A Note to My Old Self

“I may not be where I want to be, but thank God I’m not where I used to be.” ~ Joyce Meyer

Photo by Chei ki on Pexels.com

I had a conversation with a dear one the other night, and he said to me, “Don’t tell me you’re not the person you were five years ago.”

Hmmmmmm . . . .

Okay, I won’t say it to you. Truth is, I’m NOT the person I was five years ago. No one is. Even a corpse changes over five years with the rate of decomposition. Anyone who is living, and breathing has gone through life changes, however subtle, that affect how they think, how they react, their perspective . . . basically WHO they are. So I decided to celebrate my changes by writing a letter to who I was.

Dear Karen (of the past),

I know this sounds odd, and it’s not as bad as ‘Back to the Future’ made it out to be, but . . . five years from now, you will be a completely different person. Not just in the physical sense of hairstyle, or hair color, or weight or body compensation. But in so many other ways.

In the next five years, you will not only finish chemo and Master’s degree, you will change jobs and locations. Having dreamed of relocating somewhere other than Missouri, you will have the gumption and fortitude to re-start a life in Alabama. As usual, nothing will go easy and you will struggle with doubts, financial difficulties, and stress but eventually things will start to fall into a pattern.

And then , , , BAM. As your life usually goes, there will be two more children added to the mix unexpectedly, (and no, that hysterectomy was final . . . nothing grew back). You will have added financial stressors, responsibilities and more time spent in prayer with your rosary than you could ever imagine you would.

Phrase grounding data:
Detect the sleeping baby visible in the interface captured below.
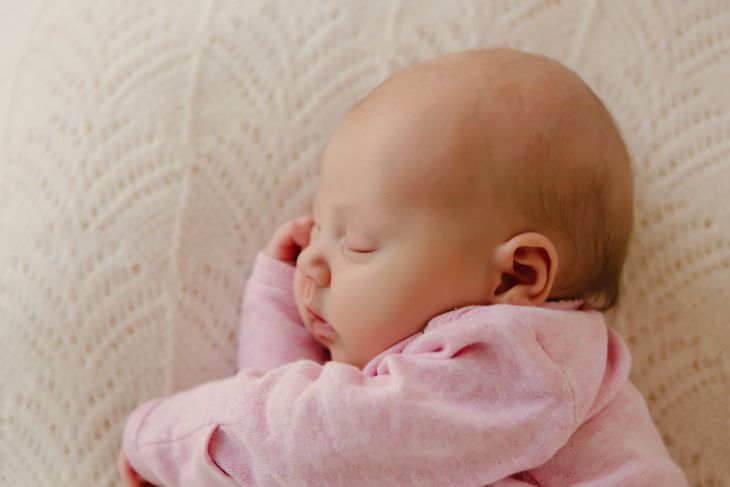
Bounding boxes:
[120,49,687,487]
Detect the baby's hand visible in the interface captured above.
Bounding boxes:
[264,215,314,266]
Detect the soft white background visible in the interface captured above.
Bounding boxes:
[0,0,730,486]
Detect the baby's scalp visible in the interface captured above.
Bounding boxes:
[346,49,633,310]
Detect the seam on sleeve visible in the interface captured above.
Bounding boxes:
[515,316,578,434]
[137,422,218,449]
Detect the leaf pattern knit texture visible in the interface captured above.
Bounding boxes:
[0,0,730,486]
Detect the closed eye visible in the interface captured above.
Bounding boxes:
[346,247,375,254]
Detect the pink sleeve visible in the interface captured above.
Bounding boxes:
[238,252,328,370]
[125,314,582,485]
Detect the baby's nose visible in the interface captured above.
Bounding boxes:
[297,242,330,287]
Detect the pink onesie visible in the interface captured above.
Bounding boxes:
[124,253,687,487]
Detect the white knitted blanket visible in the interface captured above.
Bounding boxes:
[0,0,730,486]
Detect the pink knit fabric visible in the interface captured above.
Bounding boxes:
[124,254,687,487]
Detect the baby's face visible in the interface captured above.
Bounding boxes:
[295,87,495,368]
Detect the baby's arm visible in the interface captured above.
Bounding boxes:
[238,252,327,370]
[124,312,600,485]
[237,217,328,370]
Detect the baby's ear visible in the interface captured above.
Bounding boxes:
[490,232,558,306]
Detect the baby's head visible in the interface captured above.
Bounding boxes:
[295,49,633,367]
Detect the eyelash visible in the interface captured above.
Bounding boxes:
[312,223,374,255]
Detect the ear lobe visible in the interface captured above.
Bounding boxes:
[490,232,558,306]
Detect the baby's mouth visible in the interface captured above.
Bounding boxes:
[306,308,337,344]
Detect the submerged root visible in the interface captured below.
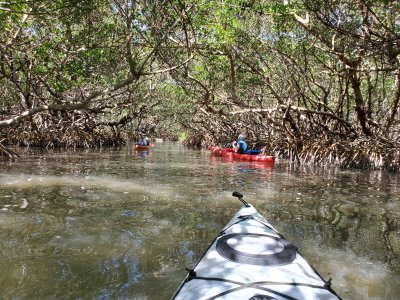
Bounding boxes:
[277,138,400,171]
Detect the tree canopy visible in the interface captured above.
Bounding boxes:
[0,0,400,169]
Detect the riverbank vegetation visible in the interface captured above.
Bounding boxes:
[0,0,400,171]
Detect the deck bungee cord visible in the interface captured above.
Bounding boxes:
[172,192,341,300]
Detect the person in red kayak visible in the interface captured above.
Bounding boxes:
[137,131,150,146]
[234,134,261,155]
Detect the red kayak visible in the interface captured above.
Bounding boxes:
[210,146,275,163]
[135,144,154,151]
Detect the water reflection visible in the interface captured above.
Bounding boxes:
[0,144,400,299]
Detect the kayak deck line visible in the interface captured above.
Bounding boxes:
[172,193,341,300]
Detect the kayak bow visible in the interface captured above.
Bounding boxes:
[172,193,340,300]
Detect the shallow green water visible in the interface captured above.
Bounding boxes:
[0,143,400,299]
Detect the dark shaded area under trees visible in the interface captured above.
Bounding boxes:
[0,0,400,171]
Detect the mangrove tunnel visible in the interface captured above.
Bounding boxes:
[0,0,400,172]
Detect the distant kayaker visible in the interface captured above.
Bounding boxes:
[137,132,150,146]
[234,134,261,154]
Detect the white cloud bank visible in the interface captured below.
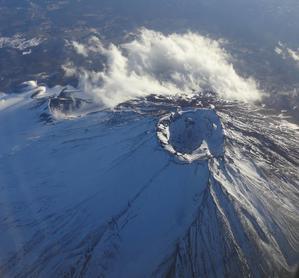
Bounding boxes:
[274,42,299,65]
[66,29,262,107]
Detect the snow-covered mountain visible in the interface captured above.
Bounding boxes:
[0,82,299,277]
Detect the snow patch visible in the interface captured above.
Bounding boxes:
[157,109,224,163]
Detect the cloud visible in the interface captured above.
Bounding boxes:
[69,28,262,107]
[274,42,299,65]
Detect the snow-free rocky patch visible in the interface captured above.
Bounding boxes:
[157,109,224,163]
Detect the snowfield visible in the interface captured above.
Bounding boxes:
[0,86,299,277]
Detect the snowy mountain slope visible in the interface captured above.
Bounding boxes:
[0,86,299,277]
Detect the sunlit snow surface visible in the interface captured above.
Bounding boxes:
[0,82,299,277]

What to do ▸ Continue the note addressed to the writer's old self, starting right after its final sentence.

Answer for this exercise ▸
In the next five years, you will —

  • read more books
  • speak to groups of up to 300 people
  • help more people
  • laugh, cry and shake your head in wonder
  • survive a pandemic
  • lose your sense of self and find it again

All of these things will make you not so much a ‘different’ person, but a person with more depth, a deeper faith, a wider perspective, a greater ability to discern what is and what isn’t important in life, and add more skills to your repertoire. Things that you think are important now, you will realize were only for a season.

Fasten your seatbelt dear, the next five years will be a wild ride!

Love,

Karen (in five years)

Much like we expect children to grow and mature each year, learning new skills . . . it should follow that it doesn’t end when we reach adulthood. The things I know now are more than the things I knew at 25 or 35 or 45. I would venture to say that if a person ISN’T a different person than they were five years ago, that is a sad, sad situation indeed.